- _ASSIGNMENT_
An exact transcript of all the records is required, with nothing left out.
[[ SOURCE RECORDS open ]]
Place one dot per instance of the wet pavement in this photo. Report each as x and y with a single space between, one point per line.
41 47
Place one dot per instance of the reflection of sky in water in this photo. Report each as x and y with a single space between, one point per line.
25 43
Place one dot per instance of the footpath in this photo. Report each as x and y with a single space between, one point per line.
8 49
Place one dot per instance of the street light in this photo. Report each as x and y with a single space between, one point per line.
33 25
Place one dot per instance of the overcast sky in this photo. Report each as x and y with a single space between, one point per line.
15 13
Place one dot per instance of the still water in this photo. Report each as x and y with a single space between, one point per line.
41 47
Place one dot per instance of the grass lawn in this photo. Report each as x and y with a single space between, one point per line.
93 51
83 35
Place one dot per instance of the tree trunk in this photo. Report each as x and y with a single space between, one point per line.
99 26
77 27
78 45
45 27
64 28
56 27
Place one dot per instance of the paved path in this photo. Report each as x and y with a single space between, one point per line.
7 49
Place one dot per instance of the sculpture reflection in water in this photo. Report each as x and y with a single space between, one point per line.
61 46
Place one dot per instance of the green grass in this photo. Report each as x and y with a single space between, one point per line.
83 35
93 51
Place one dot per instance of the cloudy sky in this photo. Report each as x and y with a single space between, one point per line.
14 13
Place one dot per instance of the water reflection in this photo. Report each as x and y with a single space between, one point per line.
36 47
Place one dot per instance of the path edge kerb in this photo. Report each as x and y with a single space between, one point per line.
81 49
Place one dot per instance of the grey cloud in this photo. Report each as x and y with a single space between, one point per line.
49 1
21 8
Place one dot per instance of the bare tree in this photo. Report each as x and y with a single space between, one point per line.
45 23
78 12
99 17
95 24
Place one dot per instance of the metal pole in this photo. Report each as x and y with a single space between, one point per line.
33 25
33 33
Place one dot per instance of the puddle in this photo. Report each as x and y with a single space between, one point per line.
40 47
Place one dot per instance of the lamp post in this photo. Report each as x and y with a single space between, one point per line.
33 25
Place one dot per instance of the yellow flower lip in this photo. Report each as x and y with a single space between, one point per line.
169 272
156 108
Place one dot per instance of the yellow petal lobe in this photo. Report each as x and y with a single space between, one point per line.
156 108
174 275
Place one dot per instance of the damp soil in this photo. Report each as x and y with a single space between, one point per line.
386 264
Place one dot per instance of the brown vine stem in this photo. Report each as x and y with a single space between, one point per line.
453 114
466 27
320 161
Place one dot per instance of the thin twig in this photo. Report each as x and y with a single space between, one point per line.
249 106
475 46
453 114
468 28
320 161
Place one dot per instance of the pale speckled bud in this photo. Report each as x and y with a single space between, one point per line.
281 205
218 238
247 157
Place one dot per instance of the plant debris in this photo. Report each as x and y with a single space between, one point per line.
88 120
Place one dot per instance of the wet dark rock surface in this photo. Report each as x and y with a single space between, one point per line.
[[ SOURCE RECORDS closed ]]
- _RESULT OF THE TASK_
Place one dot per instance of the wet pavement in this photo. Report each as x and y with a single space between, one point per line.
41 47
Place one dot per instance of the reflection of sky in water in this photo. Report each as x and y with a single space between, one point per line.
25 43
Place one dot per instance of the footpath in this photo. Report each as x and y with a single space between, one point per line.
8 49
Place one dot per instance of the street light in this photo. Report each as x and y with a single space between, one point per line.
33 25
Place one dot per instance of the overcast sky in this photo. Report each as x and y with a single space between, one point per line.
15 13
Place one dot per instance of the still water in this photo. Report each as x and y with a single space between, one point per line.
41 47
Place one dot per instance of the grass lawn in this photo. Report each as x and y with a single space between, one point per line.
93 51
83 35
Place one dot per instance of the tree trunk in this photo. Report each as x and y with a single space between, one point per line.
99 26
77 27
78 45
45 27
64 28
56 27
Place one dot per instance of the paved path in this photo. Report each as x and y with a single space between, one point per line.
7 49
Place one dot per instance of the sculpture reflection in water in this photo. Report each as x and y with a single space between, one point per line.
61 46
Place one dot per instance of the green grass in this photo. Report each as x and y with a single space between, one point per line.
83 35
93 51
Place one dot per instance of the cloudy sky in this photo. Report each as x and y with a single space between, one point per line.
14 13
Place one dot per instance of the water reflection in this photo. Report each as x and y with a single space between, one point per line.
36 47
Place one dot per instance of the path edge kerb in this photo. Report each as x and y with a single space between, one point per line.
81 49
Place one dot per instance of the grey cloud in this photo. Report each as x and y with a single space between, one point per line.
49 1
21 8
Place one dot per instance of the bare tree in this photo. Report each as x and y with a single space between, one point per line.
45 23
78 12
99 17
95 24
Place one dot per instance of the metal pole in this photo. Report each as x and y with a single space between, one point per line.
33 25
33 33
Place one dot per instance of the puddle in this photo. Report each as x and y with a single space between, one point per line.
40 47
Place one dot per instance of the lamp post in this photo. Report each as x and y with a single space between, one point per line.
33 25
Place one dot per instance of the yellow flower lip in this photo. Report each as x and y with a single space between, one point per line.
169 272
156 108
Place one dot per instance of the yellow petal lobe in this photo. Report each as x and y with a single space between, one point per line.
156 108
174 275
Place one dot per instance of the damp soil in this photo. Report each as x and y with a single space between, one point per line.
386 264
Place one dot per instance of the brown vine stem in this photo. Report each as x and y with a single space between, one point per line.
453 114
466 27
320 161
Place one dot per instance of the thin twig in this photo. Report each as x and y with a single space between, one point per line.
249 106
475 46
453 114
468 28
320 161
Place one dot per instance of the pale speckled bud in this photo. Report each as x and y with a single space between, one point per line.
281 205
218 238
247 157
Place one dot per instance of the plant debris in this photo. Report each as x and y with a single space between, one point per line.
88 120
Place one dot per instance of the wet dark rock surface in this photo. Report each as x and y with a single space between, one point per line.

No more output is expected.